* start *
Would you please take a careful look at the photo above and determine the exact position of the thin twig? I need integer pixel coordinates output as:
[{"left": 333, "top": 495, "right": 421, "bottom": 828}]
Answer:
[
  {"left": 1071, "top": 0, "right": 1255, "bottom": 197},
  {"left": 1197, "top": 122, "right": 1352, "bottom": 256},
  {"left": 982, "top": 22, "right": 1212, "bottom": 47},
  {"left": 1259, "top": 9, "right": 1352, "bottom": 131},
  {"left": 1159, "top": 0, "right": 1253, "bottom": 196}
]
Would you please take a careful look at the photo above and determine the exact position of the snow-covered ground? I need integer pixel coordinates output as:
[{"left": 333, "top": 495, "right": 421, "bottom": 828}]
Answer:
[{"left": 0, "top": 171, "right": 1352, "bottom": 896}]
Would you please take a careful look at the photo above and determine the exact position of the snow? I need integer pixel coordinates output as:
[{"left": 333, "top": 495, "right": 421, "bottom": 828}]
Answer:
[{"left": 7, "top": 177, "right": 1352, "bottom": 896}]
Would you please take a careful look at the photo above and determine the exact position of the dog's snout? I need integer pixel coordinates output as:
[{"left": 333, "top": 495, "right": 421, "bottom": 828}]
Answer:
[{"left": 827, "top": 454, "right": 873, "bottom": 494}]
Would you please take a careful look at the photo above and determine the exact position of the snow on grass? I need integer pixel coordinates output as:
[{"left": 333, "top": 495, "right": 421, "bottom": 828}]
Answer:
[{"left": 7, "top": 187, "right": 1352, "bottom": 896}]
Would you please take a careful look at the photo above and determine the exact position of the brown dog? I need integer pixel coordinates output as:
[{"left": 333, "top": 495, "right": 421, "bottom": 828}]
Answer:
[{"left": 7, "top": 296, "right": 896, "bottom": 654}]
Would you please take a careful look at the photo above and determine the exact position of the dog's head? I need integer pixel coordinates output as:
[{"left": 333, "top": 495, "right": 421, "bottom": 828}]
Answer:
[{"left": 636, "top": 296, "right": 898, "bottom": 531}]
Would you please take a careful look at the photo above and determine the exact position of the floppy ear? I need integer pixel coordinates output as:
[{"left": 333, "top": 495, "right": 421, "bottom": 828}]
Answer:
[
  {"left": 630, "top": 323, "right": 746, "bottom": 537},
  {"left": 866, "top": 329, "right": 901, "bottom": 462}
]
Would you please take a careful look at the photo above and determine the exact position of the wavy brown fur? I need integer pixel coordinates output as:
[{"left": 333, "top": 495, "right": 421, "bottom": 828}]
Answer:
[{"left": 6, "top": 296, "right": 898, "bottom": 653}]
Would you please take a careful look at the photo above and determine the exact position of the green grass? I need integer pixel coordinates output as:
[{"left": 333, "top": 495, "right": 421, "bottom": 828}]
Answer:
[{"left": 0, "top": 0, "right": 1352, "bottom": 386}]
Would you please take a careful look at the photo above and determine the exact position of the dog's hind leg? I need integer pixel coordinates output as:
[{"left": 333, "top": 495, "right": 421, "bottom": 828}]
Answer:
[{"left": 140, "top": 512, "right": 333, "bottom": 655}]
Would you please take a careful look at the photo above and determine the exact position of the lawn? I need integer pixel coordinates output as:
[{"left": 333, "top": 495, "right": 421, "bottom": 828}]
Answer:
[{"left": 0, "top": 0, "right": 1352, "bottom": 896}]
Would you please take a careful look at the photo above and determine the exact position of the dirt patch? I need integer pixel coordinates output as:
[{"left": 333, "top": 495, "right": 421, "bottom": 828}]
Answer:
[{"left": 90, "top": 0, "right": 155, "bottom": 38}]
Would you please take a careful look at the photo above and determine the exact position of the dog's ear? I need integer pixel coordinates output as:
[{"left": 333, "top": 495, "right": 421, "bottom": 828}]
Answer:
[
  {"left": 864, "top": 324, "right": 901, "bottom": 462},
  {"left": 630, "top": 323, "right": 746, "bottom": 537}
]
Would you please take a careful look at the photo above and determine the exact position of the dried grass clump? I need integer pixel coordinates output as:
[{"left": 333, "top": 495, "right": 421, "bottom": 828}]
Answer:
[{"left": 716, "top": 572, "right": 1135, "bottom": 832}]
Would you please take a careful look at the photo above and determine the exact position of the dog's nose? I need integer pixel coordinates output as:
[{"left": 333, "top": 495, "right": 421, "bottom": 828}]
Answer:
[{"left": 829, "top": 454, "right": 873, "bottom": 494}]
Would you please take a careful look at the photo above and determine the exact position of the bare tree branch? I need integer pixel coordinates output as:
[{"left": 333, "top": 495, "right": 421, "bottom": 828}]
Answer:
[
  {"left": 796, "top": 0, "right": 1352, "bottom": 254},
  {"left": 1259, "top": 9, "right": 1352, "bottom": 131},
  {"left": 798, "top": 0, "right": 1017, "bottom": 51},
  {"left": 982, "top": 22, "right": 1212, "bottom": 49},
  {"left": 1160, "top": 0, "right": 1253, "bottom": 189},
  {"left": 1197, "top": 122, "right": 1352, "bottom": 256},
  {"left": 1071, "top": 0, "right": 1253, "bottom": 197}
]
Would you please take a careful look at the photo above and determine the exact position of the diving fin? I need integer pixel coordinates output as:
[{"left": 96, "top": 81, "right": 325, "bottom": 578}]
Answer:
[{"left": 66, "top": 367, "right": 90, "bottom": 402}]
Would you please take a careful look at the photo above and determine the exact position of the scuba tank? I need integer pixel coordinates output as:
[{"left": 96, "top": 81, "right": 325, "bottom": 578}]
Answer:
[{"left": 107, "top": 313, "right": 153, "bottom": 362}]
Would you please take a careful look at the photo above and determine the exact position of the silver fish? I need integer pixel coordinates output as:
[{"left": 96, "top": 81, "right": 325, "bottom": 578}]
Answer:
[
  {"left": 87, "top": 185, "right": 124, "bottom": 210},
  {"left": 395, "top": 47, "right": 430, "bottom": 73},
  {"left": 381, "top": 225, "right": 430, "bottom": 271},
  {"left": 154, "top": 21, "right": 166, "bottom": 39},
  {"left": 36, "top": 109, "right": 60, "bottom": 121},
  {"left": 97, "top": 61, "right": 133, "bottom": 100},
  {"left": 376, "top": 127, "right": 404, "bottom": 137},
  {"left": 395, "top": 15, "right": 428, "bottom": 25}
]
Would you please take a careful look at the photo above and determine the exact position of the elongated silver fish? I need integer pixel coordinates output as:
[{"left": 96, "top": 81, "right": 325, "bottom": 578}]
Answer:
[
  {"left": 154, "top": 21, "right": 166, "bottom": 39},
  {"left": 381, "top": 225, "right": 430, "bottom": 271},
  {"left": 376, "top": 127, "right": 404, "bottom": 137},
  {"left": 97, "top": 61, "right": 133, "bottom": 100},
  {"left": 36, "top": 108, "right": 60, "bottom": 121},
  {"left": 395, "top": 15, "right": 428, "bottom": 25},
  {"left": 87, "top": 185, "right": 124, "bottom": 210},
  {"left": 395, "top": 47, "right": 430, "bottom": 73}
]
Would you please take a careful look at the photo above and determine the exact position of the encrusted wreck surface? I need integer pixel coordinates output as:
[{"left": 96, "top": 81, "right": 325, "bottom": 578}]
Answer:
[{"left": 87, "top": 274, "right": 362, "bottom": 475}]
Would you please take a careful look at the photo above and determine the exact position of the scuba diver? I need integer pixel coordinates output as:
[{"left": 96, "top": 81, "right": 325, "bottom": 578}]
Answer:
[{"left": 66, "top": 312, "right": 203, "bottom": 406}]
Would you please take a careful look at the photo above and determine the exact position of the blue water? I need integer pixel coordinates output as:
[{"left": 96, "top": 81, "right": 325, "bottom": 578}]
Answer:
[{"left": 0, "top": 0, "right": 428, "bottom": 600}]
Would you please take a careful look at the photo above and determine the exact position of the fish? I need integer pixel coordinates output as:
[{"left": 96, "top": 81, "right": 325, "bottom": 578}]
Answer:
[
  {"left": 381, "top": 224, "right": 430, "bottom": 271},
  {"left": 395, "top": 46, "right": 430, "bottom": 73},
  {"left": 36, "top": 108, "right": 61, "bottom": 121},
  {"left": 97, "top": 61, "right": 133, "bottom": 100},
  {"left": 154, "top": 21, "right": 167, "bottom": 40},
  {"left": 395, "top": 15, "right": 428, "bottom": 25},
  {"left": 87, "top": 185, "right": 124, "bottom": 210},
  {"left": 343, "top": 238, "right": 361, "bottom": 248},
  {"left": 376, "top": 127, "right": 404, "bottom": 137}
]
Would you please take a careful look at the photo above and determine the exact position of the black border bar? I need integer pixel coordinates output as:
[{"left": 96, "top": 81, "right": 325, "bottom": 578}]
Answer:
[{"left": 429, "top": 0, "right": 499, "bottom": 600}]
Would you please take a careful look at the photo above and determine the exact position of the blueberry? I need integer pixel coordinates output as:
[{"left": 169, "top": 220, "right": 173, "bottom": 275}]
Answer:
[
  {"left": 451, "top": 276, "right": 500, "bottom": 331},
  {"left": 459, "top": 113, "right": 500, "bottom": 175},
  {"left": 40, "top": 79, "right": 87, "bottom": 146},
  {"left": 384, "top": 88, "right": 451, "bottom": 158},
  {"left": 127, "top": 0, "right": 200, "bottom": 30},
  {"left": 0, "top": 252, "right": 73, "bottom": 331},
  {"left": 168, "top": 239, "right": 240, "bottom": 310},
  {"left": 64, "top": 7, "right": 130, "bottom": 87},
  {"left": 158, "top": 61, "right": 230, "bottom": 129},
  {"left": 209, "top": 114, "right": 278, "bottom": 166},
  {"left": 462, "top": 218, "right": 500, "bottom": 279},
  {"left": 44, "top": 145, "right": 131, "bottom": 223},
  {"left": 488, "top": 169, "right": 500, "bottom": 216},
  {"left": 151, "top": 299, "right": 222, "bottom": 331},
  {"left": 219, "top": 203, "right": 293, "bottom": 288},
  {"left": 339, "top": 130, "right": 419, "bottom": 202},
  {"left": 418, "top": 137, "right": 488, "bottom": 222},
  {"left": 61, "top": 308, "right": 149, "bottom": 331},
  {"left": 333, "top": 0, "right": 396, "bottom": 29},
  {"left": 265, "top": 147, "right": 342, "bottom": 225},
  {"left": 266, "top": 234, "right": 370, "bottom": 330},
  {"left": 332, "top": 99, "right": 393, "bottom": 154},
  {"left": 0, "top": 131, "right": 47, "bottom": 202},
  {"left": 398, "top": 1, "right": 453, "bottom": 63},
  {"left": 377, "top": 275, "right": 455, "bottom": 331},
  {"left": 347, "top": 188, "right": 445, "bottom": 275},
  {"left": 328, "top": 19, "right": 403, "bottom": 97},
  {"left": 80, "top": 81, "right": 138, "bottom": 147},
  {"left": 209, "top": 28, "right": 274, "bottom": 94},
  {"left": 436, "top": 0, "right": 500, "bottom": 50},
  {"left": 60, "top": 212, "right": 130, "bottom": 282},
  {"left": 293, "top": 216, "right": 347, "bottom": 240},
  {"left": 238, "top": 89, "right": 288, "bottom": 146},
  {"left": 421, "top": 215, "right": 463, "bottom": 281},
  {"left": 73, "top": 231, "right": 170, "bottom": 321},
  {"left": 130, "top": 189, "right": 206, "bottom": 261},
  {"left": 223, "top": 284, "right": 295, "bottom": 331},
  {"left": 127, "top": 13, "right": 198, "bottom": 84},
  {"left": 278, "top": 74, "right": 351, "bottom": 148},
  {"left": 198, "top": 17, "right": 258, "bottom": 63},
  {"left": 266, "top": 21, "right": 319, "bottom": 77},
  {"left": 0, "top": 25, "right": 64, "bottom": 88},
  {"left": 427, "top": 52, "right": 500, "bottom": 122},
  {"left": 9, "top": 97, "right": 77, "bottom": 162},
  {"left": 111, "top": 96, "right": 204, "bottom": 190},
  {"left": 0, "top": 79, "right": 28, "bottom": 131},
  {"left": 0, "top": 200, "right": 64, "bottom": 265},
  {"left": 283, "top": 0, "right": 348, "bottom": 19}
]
* end *
* _Given instruction_: List each line of the records above that contains the word "scuba", copying every such line in full. Case matters.

* _Final result_:
Would you please take a careful look at the photo above and determine the exact position of the scuba tank? I need integer pixel coordinates output as:
Would you please take a careful look at the photo above and determine the exact position of the scuba diver? I need integer pixel coordinates output as:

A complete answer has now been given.